== ОТРЫВОК ==
----------
Я живу потихоньку. Мои беды и хвори поменьше — вот ныне, будучи в Сибири, снова заболел воспалением легких, восьмой раз за жизнь и третий — в последние два года. Говорят: больше не надо! Ибо пневмония хроническая, и с нею шутки нехорошие.
Помаленьку пишу пустяки всякие, готовясь добить что-нибудь посерьезней. В Вологде мне хорошо дышится и живется, а это очень много в нынешние дни. В начале октября собираюсь быть в Москве, а завтра поеду в деревню, побродить и поработать, ибо из-за хвори нынче не видел почти леса.
Крепко обнимаю тебя — твой Виктор».
К посланию Астафьева приложен текст еще одного письма: «Директору издательства „Современник“
Прокушеву Юрию Львовичу.
Дорогой Юрий Львович!
Податель этой записки превосходный русский писатель, но судьба его всегда складывалась так, что на него валились и валятся не шишки, а целые каменья, которые иного уж давно бы разжулькали в лепешку, а он вот держится стойким своим духом.
Впрочем, думаю, Вы захотите послушать русского талантливого человека и помочь ему. Понимаю, что с подобными просьбами Вам досаждают дни и ночи, но посчитайте мою просьбу случаем особым — помогите Константину Воробьеву. Заранее Вам благодарный —
Виктор Астафьев.
10 сентября 1974 г.».
Воробьев — Астафьеву:
«Дорогой Виктор!
Спасибо за письмо, за рекомендацию. А вот воспользоваться ею я, кажется, не смогу, так как пребываю преимущественно в лежачем положении. Да, Прокушев, оказывается, как передал мне Миша Колосов, не считает возможным издавать меня, поскольку, видите ли, я не являюсь русским писателем (имеется в виду место жительства).
Вот, брат, какие пироги.
Но переживем и это. Было ведь и хуже и подлей. И опасней.
Будь жив и здоров.
Обнимаю тебя, твой К. Воробьев.
19.09.74».
Новогоднее поздравление Астафьева на открытке. Отправлено из Вологды 21 декабря 1974 г.:
«Дорогой Костя!
Поздравляю тебя с Новым годом, желаю, чтоб в новом году подладилось твое здоровье, чтобы ничего у тебя больше не долбили и не обрезали — все уж и так обрезано, ничего лишнего не осталось! Рад был увидеть твою фотографию в „Лит. России“, пусть и усталую.
С удовольствием прочел отрывок. Дай Бог тебе наладиться и в работе. Меня заверили, что в „Современнике“ тебя издадут, хотя, откровенно говоря, я уже мало кому верю из тех, кто садится или сел в издательское или журнальное кресло. Все „братишки“ становятся хуже чужих, к людям подозрительны и бдительны. Со всеми бывшими „друзьями“, севшими на должности, я повздорил из-за этого.
Ну, да Бог с ними!
Мира всем нам!
Обнимаю и целую — Виктор».
Переписка двух писателей подошла к концу — 2 марта 1975 года Константина Воробьева не стало. Скончался он в Вильнюсе.
«Творческая судьба Константина Воробьева, — итожит одну из своих статей Астафьев, — наглядное подтверждение тому, как ему, да и всем нам, далась эта самая литература и то положение, которое мы по справедливости в ней занимаем».
----------
== Фрагменты данных разметки расположения объектов ==

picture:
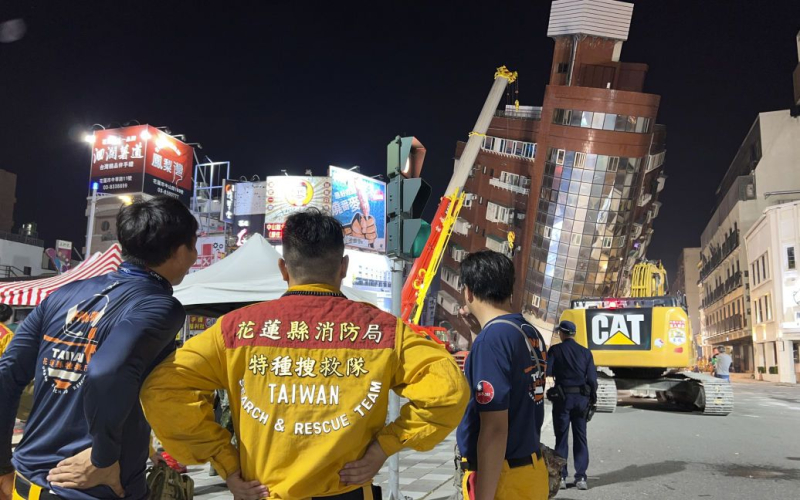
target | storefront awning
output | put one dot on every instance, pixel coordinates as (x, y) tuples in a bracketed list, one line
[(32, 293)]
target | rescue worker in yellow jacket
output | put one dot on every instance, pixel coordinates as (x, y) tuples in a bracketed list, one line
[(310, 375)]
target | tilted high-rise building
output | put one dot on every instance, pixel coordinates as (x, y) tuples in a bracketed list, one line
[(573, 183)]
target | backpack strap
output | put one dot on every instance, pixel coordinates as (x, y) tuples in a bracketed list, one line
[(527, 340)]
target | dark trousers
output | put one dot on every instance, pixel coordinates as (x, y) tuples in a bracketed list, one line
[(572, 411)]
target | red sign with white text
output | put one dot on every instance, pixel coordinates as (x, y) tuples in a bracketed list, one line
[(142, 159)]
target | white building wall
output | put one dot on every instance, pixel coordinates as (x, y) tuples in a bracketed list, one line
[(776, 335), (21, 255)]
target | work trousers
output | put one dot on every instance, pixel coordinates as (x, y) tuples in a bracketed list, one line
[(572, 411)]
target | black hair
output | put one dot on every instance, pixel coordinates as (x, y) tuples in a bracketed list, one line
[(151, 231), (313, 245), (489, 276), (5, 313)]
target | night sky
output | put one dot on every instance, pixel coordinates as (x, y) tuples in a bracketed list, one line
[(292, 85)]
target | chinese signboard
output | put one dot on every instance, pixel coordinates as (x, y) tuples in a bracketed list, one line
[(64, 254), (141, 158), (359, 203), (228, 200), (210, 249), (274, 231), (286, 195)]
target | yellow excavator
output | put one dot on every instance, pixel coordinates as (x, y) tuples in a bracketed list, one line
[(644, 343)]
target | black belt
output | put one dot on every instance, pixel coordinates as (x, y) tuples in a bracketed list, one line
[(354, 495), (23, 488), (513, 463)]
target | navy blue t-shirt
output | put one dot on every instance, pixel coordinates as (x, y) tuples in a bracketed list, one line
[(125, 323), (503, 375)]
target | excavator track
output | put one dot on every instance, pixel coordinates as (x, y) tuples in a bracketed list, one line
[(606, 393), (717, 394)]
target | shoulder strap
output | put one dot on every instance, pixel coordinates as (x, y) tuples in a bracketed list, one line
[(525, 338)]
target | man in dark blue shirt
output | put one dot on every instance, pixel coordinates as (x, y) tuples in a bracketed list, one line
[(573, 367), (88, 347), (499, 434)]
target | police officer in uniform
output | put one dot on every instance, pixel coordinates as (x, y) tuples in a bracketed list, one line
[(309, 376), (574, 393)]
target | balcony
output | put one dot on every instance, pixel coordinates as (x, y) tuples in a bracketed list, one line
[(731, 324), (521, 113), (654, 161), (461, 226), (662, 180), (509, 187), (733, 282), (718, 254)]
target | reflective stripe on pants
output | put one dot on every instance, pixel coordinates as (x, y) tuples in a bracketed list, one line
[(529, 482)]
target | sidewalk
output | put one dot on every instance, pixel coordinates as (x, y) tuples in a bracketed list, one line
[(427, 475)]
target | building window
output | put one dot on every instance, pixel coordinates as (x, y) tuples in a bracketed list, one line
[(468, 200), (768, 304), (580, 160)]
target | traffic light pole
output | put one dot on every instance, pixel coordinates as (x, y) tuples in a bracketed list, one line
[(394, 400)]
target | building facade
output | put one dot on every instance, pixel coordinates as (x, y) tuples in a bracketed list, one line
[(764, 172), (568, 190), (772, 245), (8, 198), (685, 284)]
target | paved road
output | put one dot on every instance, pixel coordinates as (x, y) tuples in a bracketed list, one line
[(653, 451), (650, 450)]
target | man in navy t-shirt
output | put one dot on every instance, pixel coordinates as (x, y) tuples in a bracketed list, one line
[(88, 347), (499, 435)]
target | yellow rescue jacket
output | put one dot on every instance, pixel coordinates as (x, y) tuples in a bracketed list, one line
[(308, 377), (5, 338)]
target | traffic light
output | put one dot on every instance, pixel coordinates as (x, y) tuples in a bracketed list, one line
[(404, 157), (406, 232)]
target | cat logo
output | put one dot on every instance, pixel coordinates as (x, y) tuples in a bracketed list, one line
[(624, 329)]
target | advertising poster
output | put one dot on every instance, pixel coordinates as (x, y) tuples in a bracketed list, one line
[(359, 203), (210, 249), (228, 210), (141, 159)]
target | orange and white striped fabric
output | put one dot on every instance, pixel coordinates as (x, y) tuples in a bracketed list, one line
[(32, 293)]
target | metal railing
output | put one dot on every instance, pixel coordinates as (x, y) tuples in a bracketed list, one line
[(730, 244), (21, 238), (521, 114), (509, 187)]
----------
== СПИСОК ЗАДАНИЙ ==
1. Где, по словам отрывка, скончался Константин Воробьев?
2. Выведите без изменений участок записей от их начала до строки с «[(125, 323), (503, 375)]» включительно. Изображения в ответ не включайте.

== РЕЗУЛЬТАТЫ ==
1. В Вильнюсе.

2.
picture:
target | storefront awning
output | put one dot on every instance, pixel coordinates as (x, y) tuples in a bracketed list, one line
[(32, 293)]
target | rescue worker in yellow jacket
output | put one dot on every instance, pixel coordinates as (x, y) tuples in a bracketed list, one line
[(310, 375)]
target | tilted high-rise building
output | put one dot on every instance, pixel coordinates as (x, y) tuples in a bracketed list, one line
[(573, 183)]
target | backpack strap
output | put one dot on every instance, pixel coordinates as (x, y) tuples in a bracketed list, one line
[(527, 340)]
target | dark trousers
output | put one dot on every instance, pixel coordinates as (x, y) tuples in a bracketed list, one line
[(572, 411)]
target | red sign with white text
output | put one dot on every instance, pixel coordinates as (x, y) tuples in a bracketed list, one line
[(142, 159)]
target | white building wall
output | put one dot on every instance, pixel coordinates as (x, y) tuples in a bracketed list, one line
[(776, 335), (21, 255)]
target | work trousers
output | put one dot on every instance, pixel coordinates as (x, y) tuples in a bracketed list, one line
[(572, 411)]
target | black hair
output | put one dot on every instance, pixel coordinates as (x, y) tuples in a bracketed list, one line
[(151, 231), (313, 245), (489, 276), (5, 313)]
target | night sky
output | put one dot on every instance, pixel coordinates as (x, y) tuples in a bracketed list, one line
[(292, 85)]
target | chinese signboard
output | put one dot on every instance, pixel coordinates as (x, y) tuples in a bracketed list, one line
[(64, 254), (141, 158), (359, 203), (228, 200), (210, 249), (274, 231), (286, 195)]
target | yellow excavator
output | put one dot on every instance, pixel coordinates as (x, y) tuples in a bracketed list, one line
[(644, 343)]
target | black belt
output | put one dot on every instance, pixel coordinates as (x, y) tuples in a bracketed list, one line
[(354, 495), (23, 488), (513, 463)]
target | navy blue t-shirt
output | put one dot on every instance, pixel coordinates as (x, y) tuples in a bracketed list, one line
[(125, 323), (503, 375)]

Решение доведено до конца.